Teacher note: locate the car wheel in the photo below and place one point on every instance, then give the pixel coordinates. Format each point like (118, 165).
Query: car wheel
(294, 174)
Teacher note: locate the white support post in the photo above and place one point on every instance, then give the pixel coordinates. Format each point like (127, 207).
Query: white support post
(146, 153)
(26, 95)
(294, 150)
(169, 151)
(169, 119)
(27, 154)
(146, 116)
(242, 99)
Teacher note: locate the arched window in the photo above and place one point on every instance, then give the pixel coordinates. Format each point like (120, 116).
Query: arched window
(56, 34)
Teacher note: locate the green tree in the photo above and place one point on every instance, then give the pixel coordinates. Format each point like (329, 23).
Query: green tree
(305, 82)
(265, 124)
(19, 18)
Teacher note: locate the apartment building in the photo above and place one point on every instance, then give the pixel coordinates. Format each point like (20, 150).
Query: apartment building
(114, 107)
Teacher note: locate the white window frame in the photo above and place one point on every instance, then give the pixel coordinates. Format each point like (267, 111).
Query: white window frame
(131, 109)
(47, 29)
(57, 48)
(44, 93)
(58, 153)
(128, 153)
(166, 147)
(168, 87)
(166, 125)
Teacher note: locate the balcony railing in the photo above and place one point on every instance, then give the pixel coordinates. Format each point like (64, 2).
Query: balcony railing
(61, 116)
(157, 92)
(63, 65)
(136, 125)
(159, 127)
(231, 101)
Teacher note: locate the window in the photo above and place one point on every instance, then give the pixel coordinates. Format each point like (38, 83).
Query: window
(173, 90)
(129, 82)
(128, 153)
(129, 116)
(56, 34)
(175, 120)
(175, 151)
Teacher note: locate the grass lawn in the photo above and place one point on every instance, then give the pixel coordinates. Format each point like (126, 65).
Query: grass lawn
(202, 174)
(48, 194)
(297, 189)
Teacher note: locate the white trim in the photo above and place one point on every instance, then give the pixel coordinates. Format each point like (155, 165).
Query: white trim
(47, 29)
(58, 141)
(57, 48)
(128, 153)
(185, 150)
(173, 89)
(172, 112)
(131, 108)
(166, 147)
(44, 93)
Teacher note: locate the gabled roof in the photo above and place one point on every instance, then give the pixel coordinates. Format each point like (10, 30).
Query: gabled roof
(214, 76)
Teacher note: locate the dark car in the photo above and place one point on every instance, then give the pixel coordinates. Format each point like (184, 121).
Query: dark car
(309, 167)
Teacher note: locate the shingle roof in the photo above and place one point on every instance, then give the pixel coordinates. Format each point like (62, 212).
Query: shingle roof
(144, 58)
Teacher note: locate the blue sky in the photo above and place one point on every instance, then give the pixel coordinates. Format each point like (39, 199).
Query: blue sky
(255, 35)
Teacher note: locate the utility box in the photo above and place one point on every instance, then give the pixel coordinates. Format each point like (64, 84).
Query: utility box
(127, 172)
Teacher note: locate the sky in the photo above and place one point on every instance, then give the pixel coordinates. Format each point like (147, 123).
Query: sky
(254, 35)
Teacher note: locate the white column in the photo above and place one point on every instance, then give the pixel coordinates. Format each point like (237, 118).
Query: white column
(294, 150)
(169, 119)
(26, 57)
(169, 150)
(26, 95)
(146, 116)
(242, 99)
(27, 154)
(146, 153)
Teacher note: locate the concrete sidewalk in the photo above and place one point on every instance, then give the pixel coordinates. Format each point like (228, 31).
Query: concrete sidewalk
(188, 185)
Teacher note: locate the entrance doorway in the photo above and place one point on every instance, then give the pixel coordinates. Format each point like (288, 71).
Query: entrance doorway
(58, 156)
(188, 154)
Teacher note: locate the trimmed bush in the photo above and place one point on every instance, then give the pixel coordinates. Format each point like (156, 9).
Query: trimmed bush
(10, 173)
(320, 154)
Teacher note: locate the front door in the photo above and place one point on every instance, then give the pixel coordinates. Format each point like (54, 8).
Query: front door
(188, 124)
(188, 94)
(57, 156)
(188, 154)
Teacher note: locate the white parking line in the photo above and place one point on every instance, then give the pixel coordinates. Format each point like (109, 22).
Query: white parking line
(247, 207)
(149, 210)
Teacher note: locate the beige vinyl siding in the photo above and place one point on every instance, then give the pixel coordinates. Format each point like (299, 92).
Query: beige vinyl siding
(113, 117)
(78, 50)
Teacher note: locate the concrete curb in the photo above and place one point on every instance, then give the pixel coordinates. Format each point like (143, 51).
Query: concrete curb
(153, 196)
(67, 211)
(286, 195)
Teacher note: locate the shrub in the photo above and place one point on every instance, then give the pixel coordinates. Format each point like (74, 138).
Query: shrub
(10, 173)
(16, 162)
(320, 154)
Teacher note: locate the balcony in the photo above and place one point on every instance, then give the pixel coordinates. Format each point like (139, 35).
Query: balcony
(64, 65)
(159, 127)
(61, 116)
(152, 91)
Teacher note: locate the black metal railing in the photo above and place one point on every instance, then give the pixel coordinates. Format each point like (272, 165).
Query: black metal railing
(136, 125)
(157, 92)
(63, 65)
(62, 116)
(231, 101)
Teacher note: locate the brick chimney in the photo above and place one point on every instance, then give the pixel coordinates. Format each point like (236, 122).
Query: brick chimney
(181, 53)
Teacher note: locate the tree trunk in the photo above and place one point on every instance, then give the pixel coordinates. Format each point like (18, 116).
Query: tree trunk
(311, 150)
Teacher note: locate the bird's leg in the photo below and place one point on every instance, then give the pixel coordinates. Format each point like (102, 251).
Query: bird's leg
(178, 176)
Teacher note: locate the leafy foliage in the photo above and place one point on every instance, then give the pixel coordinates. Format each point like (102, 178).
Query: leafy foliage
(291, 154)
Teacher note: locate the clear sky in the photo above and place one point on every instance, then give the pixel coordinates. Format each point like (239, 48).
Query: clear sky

- _Exercise description_: Without omission, retype the full listing shown above.

- _Problem solution_:
Teacher note: locate the car wheel in the photo below and place one point on every instance, then give the pixel coordinates. Format each point like (118, 165).
Query: car wheel
(294, 174)
Teacher note: locate the white support post in the photo above and place one point on every instance, then give the pixel coordinates. Format each point like (127, 207).
Query: white support post
(146, 153)
(26, 95)
(294, 150)
(169, 151)
(169, 119)
(27, 154)
(146, 116)
(242, 99)
Teacher note: locate the arched window in the photo above and place one point on every instance, then give the pixel coordinates. Format each point like (120, 116).
Query: arched window
(56, 34)
Teacher note: locate the green tree in the photo above and place one point on every instance, then give the pixel coordinates. Format each point like (329, 23).
Query: green tree
(305, 82)
(265, 124)
(19, 18)
Teacher note: locate the apartment building in the photo above and place one point on every instance, then give the pixel coordinates. Format each point like (20, 150).
Query: apartment building
(114, 107)
Teacher note: locate the white window frame in the photo above and place one point on every instance, then give the pixel coordinates. Format each point like (267, 111).
Query: white window frame
(131, 109)
(47, 29)
(57, 48)
(44, 93)
(58, 153)
(128, 153)
(166, 147)
(168, 87)
(166, 125)
Teacher note: locate the balcony railing in the photo above and place one point on every instance, then give the pixel coordinates. Format each point like (64, 2).
Query: balcony railing
(61, 116)
(157, 92)
(63, 65)
(136, 125)
(159, 127)
(231, 101)
Teacher note: locate the window in the photo above and place one point on every instance, then give the pixel coordinates. Format each point like (38, 83).
Query: window
(173, 90)
(129, 82)
(128, 153)
(129, 116)
(56, 34)
(175, 120)
(175, 151)
Teacher note: locate the grass lawn in the photo above and place one point on every instance, then give the pixel coordinates. Format each point like (126, 65).
Query: grass lawn
(202, 174)
(48, 194)
(297, 189)
Teacher note: locate the white trim in the photo above and place one point on every instance, then give the pixel coordinates. Format each point like (155, 165).
Query: white trim
(47, 29)
(58, 141)
(57, 48)
(128, 153)
(185, 150)
(173, 89)
(172, 112)
(131, 108)
(166, 147)
(44, 93)
Teacher note: locate the gabled roof in the photo above and place one point on every instance, then give the pixel coordinates. Format each point like (10, 30).
Query: gabled roof
(214, 76)
Teacher note: locate the dark car in the photo above and place one point on every instance, then give the pixel coordinates. Format each point like (184, 121).
Query: dark car
(309, 167)
Teacher note: locate the shingle roof in the photo above and place one point on every instance, then give the pixel coordinates. Format each point like (62, 212).
Query: shingle roof
(144, 58)
Teacher note: locate the blue sky in the photo above and place one point on every instance, then give the pixel coordinates. Format each point like (39, 199).
Query: blue sky
(255, 35)
Teacher note: locate the utility box in the photo above and place one point on every instance, then give the pixel coordinates. Format each point like (64, 84).
Query: utility box
(127, 172)
Teacher note: locate the sky in the photo above and place one point on every instance, then give the pixel coordinates. Format each point like (147, 123).
Query: sky
(254, 35)
Teacher note: locate the white column in the photo above and place one point on every instance, then give the pixel coordinates. Format each point like (237, 118).
Query: white column
(294, 150)
(169, 119)
(26, 57)
(169, 150)
(26, 95)
(146, 116)
(242, 99)
(27, 154)
(146, 153)
Teacher note: locate the concrete sidewalk in the photo above and place one point on every instance, then give the pixel coordinates. Format each point like (228, 31).
Query: concrete sidewalk
(188, 185)
Teacher note: locate the entrance doorway in the photo above and place one point on every instance, then give the pixel coordinates. Format each point like (288, 71).
Query: entrance doorway
(58, 156)
(188, 154)
Teacher note: locate the trimmed bush in the photo above and place one point on every instance, then give the pixel coordinates. Format each point like (156, 9).
Query: trimmed bush
(10, 173)
(320, 154)
Teacher note: locate the front door in the photo above and place one point on every instance, then give the pixel coordinates. Format each point like (54, 8).
Query: front door
(188, 124)
(188, 94)
(57, 156)
(188, 154)
Teacher note: locate the white parking line in the photo above and place one point on every instance, then give the pixel coordinates. Format each point like (109, 22).
Query: white parking line
(247, 207)
(149, 210)
Teacher note: locate the beige vinyl siding in the photo above and place one point on every instance, then give the pixel coordinates. Format each point like (299, 92).
Query: beige vinyl siding
(113, 117)
(78, 50)
Teacher note: locate the concrete curb in the photo above and place one point on every instance, then give the pixel coordinates. Format each point like (143, 51).
Query: concrete curb
(153, 196)
(67, 211)
(286, 195)
Teacher note: locate the shrub in the photo above and place one point on every instance, then give the pixel coordinates. Format each point like (74, 138).
Query: shrub
(10, 173)
(16, 162)
(320, 154)
Teacher note: locate the balcony in the photo above and place one point on every instance, then give the pixel coordinates. Format each point like (139, 35).
Query: balcony
(64, 65)
(159, 127)
(61, 116)
(152, 91)
Teacher note: locate the black metal railing in the photo above and place one point on every instance, then give the pixel coordinates. Format each point like (272, 165).
Query: black metal railing
(136, 125)
(157, 92)
(63, 65)
(62, 116)
(231, 101)
Teacher note: locate the brick chimney in the photo above and place one point on every instance, then give the pixel coordinates. Format each point like (236, 122).
Query: brick chimney
(181, 53)
Teacher note: locate the tree trunk in the photo above and place one point on every instance, then give the pixel coordinates. Format each point like (18, 116).
Query: tree trunk
(311, 150)
Teacher note: locate the bird's leg in the photo below and place one point on every instance, then give the pixel coordinates. Format each point like (102, 251).
Query: bird's leg
(178, 176)
Teacher note: locate the leafy foliage in the photo above and place one point on every instance, then give the pixel coordinates. Format each point like (102, 178).
Query: leafy foliage
(291, 154)
Teacher note: locate the clear sky in the photo above and place one point on every instance, then give the pixel coordinates. Format each point like (239, 48).
Query: clear sky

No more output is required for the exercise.